_GIVEN INFORMATION_
• • • • • • •
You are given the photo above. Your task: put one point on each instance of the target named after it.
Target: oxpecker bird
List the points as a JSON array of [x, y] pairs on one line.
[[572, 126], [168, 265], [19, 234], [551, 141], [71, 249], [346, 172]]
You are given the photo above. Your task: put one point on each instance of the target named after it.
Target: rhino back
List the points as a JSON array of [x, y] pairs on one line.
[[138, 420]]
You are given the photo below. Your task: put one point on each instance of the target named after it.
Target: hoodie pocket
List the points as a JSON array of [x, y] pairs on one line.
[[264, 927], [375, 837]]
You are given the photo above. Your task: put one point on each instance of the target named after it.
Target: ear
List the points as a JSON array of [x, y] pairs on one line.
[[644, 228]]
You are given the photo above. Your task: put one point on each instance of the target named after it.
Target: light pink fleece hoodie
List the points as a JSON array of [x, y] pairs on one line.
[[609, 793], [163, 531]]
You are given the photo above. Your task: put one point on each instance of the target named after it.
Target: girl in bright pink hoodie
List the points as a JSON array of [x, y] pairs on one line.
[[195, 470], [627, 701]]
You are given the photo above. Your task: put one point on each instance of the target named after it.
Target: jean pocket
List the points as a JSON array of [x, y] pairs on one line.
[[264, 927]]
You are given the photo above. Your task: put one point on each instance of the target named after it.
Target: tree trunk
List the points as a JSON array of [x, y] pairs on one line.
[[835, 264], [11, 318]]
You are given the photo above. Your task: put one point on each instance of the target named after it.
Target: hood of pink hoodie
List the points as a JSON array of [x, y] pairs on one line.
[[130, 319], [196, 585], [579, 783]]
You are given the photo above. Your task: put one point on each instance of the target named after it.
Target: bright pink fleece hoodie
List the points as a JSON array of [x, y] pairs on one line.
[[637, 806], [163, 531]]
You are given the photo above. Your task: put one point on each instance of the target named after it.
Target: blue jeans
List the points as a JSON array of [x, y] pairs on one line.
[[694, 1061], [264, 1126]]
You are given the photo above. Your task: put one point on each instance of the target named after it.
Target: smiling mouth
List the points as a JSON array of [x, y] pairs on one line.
• • • • • • •
_STATED EXERCISE_
Write out all of the data above again, changing every "photo" to "image" and leaving everything else the same.

_EXERCISE RESULT_
You are given the image above. Your task: put one point on each instance of the target named after it.
Target: oxpecker bird
List the points as a JSON array of [x, y] pairs on one line.
[[572, 126], [168, 265], [19, 234], [551, 141], [71, 249], [346, 172]]
You are given the image above. Your task: put one point on each instance of the target named after it.
Target: rhino back
List the points as a JSON array of [x, y] pairs on one line.
[[138, 420]]
You are given the image below. Your task: put one point on each instance of the target named after it.
Target: hoodie pocket
List the points as a JSON array of [x, y] pairs on one line.
[[264, 927], [375, 837]]
You are given the image above. Your task: put one point on each instance of the target named after it.
Target: ear
List the points as a JSON array of [x, y] pairs on one line.
[[644, 228]]
You are given the image above. Your task: put one point on each instance of the target named after it.
Target: light pink fleece hoodie
List the points as a JSON array of [x, y] pairs on one line.
[[609, 793], [163, 531]]
You are given the image above. Your task: put one point on each instance of the target named after it.
Target: girl in bright pink hoodie
List the points as a JSON array of [x, y] pairs on one line.
[[195, 470], [627, 701]]
You are given the image above. Your task: put one point on each instance of the target named after it.
Target: jean pocket
List the points as a JSON array of [x, y] pairs on one line.
[[264, 927]]
You are given the image above. Your task: put one point on each instance of the target named after it.
Target: tree trunk
List the points as a JSON array of [x, y] pairs on one line.
[[835, 264], [11, 318]]
You are given the image above. Your task: put one point on each instance of the target named after it.
Target: hood of pink hoodie
List the points as a JSON array of [x, y] pairs on one line.
[[130, 319], [196, 585], [579, 783]]
You are given the image above. Your task: put one point on each instance of the target named after it.
Target: bright pink fleece hoodie
List the points as a JSON array of [x, y] pairs on one line.
[[637, 806], [163, 531]]
You are given the image above. Your task: put one point on each instance of the target named after it.
Target: blue jeans
List the points as a JSON array of [x, y] pairs on one line.
[[694, 1061], [264, 1126]]
You are given the image above. Your task: put one point on each instance of the target named after it.
Target: smiling mouth
List the points as a JSON array of [x, y] pairs on one line.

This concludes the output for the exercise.